The task =>
Because the listing below is to be kept intact, restate all of it word for word.
Start of Block
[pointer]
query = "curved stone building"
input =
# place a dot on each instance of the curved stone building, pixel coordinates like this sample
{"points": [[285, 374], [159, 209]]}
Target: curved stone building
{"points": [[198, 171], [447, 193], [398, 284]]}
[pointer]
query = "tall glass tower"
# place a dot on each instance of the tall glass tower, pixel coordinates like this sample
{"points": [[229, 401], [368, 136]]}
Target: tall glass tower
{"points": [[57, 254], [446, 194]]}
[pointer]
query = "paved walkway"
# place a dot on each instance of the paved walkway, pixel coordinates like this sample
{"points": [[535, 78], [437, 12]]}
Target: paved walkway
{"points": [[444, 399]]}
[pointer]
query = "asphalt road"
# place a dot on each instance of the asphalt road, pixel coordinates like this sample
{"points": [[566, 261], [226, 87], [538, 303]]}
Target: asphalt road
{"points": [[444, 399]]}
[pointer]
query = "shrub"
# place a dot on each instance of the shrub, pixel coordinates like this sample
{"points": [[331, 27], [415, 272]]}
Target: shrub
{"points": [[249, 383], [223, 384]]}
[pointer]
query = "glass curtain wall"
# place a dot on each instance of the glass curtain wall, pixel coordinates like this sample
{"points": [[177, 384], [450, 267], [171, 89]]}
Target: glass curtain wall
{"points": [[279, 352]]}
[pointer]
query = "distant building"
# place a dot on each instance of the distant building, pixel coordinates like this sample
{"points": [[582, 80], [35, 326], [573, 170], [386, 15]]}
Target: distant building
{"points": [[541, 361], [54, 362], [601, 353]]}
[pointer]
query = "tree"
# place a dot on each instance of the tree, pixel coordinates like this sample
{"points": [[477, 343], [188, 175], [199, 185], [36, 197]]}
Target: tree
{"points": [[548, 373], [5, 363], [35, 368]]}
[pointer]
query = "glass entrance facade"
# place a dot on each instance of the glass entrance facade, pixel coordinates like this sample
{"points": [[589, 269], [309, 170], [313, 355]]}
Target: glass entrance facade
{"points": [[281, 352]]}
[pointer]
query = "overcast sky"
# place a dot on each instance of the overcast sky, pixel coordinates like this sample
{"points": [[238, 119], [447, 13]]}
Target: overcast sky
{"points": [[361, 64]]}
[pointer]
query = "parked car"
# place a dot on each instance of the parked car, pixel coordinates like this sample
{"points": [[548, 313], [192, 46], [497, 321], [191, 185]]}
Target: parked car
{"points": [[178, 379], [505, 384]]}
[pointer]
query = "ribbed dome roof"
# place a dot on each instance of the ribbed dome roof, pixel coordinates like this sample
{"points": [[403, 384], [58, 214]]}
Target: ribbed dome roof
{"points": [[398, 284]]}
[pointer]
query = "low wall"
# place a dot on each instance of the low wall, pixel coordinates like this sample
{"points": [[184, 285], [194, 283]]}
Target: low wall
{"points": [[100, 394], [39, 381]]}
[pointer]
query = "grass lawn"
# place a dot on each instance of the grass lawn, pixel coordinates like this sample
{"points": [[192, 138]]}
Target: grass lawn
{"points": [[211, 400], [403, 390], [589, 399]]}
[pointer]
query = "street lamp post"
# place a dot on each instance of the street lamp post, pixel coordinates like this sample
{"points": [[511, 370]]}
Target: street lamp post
End of Block
Solution for this exercise =>
[pointer]
query = "curved stone building"
input =
# place a dot on each instance of the curved stone building, pixel coordinates like this sample
{"points": [[285, 374], [159, 209]]}
Target: curved stone building
{"points": [[198, 171], [447, 193], [398, 284]]}
[pointer]
query = "tall glass tower"
# place a dot on each instance of the tall glass tower, pixel coordinates like this sample
{"points": [[229, 401], [368, 136]]}
Target: tall glass tower
{"points": [[57, 254], [446, 194]]}
[pointer]
query = "paved walkway"
# place a dot on each instance of the paved walkway, pixel coordinates like this sample
{"points": [[535, 78], [437, 12]]}
Target: paved walkway
{"points": [[444, 399]]}
[pointer]
query = "asphalt road"
# place a dot on each instance of the asphalt road, pixel coordinates like this sample
{"points": [[566, 261], [226, 87], [538, 303]]}
Target: asphalt road
{"points": [[444, 399]]}
[pointer]
query = "shrub"
# place a dot on each instance of the shrub, pixel coordinates like this sample
{"points": [[331, 27], [415, 272]]}
Target: shrub
{"points": [[249, 383], [223, 384]]}
[pointer]
query = "glass curtain wall"
# place a dot on each instance of the glass curtain wall, pixel coordinates like this sample
{"points": [[177, 384], [450, 267], [171, 89]]}
Target: glass curtain wall
{"points": [[279, 352]]}
[pointer]
query = "distant building"
# place a dot on each instance of the distant building, pixel coordinates like this sample
{"points": [[582, 80], [35, 326], [573, 170], [386, 15]]}
Target: distant building
{"points": [[541, 361], [54, 362], [601, 353]]}
[pointer]
query = "tree"
# place a dot on each instance of the tree, pixel coordinates like this sample
{"points": [[477, 343], [188, 175], [199, 185], [36, 197]]}
Target: tree
{"points": [[548, 373], [5, 363], [35, 368]]}
[pointer]
query = "glass entrance facade"
# place a dot on each instance of the glass entrance facade, pixel coordinates like this sample
{"points": [[589, 269], [309, 170], [313, 355]]}
Target: glass entrance facade
{"points": [[281, 352]]}
[pointer]
query = "overcast sky"
# place a dot on each instance of the overcast sky, pixel coordinates like this sample
{"points": [[238, 119], [447, 13]]}
Target: overcast sky
{"points": [[361, 64]]}
[pointer]
query = "parked car"
# place a dot on each instance of the parked car, pixel coordinates like this sample
{"points": [[548, 313], [192, 46], [497, 321], [191, 185]]}
Target: parked car
{"points": [[178, 379], [505, 384]]}
[pointer]
query = "ribbed dome roof"
# place a dot on each instance of the ribbed dome roof, pixel coordinates like this sample
{"points": [[403, 384], [58, 214]]}
Target: ribbed dome roof
{"points": [[398, 284]]}
[pointer]
query = "low wall"
# place a dot on each instance of the low wall, pixel coordinates like this sample
{"points": [[184, 285], [194, 283]]}
Target: low wall
{"points": [[100, 394], [39, 381]]}
[pointer]
query = "grass lawn"
# place a dot on each instance of the grass lawn, pixel coordinates like this sample
{"points": [[192, 138]]}
Target: grass lawn
{"points": [[211, 400], [403, 390], [589, 399]]}
[pointer]
query = "street lamp post"
# place a dot on each instance of the street lamp post, pixel coordinates like this sample
{"points": [[511, 370]]}
Target: street lamp post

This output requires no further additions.